------ Supplied text ------

# Category Archives: Book

## Exploring the math shelf #3 – “The Grapes of Math” and other Greg Tang books

“Exploring the math shelf” is a journey that takes us weekly to our public library to explore their selection of math books. Click here to follow it from the beginning. Whether you are a parent, a teacher, someone supporting a child’s math thinking, I hope you find our books review helpful !

This week, we had fun exploring several math books written by Greg Tang.

• The books “Math Fables” and “Math Fables Too” present short stories about 1 to 10 animals gathering in a single group first, and then breaking down into two smaller groups.
• The books “The Grapes of Math”, “Math for All Seasons”  and “Math Potatoes” invite the reader to count items, suggesting strategies to count them other than by Ones (e.g. grouping items in a special way; counting by 5s or 10s, etc).
• The book “The Best of Times” reviews the multiplication facts from 0 to 10 through short riddles.

1. As often with the math books we take at the library, we did not read any of the books from the beginning to the end. Rather, we picked a few pages to discuss at night, or when we had  few minutes to spare here and there. These books have a perfect format to do so, and get a daily dose of math.
2. We spent most of our time with the books “The Grapes of Math” and “Math for All Seasons”, discussing strategies to count. The books give clues leading to one in particular, but we did not read it right away. Rosie came up with her own strategy, and shared it with me first, then, I offered mine, and finally, we reviewed the strategy from the book. It seems a good way to help a child not only build up his/her own mathematical thinking but also make sense of a strategy that may be different from his/hers.
3. Although the books are mostly focused on thinking, a few “tricks” can be found. I decided to skip the ones connected with concepts that Rosie has not fully explored yet. For instance, my hope is that by providing Rosie with plenty of opportunities to explore multiplying by 10, she will notice on her own the particularity of the products. Therefore, telling her now that she can multiply any number by 10, by just adding a 0 at the end seems going backward in our home journey of making sense of math.

------

#### Set problem
Summarize the math shelf post in two sentences. The listing isn't needed for this.

------ Data entries ------

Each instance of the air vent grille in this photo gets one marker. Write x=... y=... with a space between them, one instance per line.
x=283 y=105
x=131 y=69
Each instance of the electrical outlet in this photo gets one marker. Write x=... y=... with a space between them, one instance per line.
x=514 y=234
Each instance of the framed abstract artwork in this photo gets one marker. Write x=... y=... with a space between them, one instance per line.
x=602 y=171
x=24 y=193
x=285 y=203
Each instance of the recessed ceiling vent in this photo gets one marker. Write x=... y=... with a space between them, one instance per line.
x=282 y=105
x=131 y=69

------

#### Expected answer
This entry in a weekly library series looks at several math books by Greg Tang, which cover animals splitting from one group into two, counting strategies other than counting by ones, and multiplication facts from 0 to 10 through riddles. Instead of reading the books cover to cover, the writer and Rosie discussed a few pages at a time, shared their own counting strategies before checking the book's, and skipped tricks tied to concepts Rosie has not fully explored yet.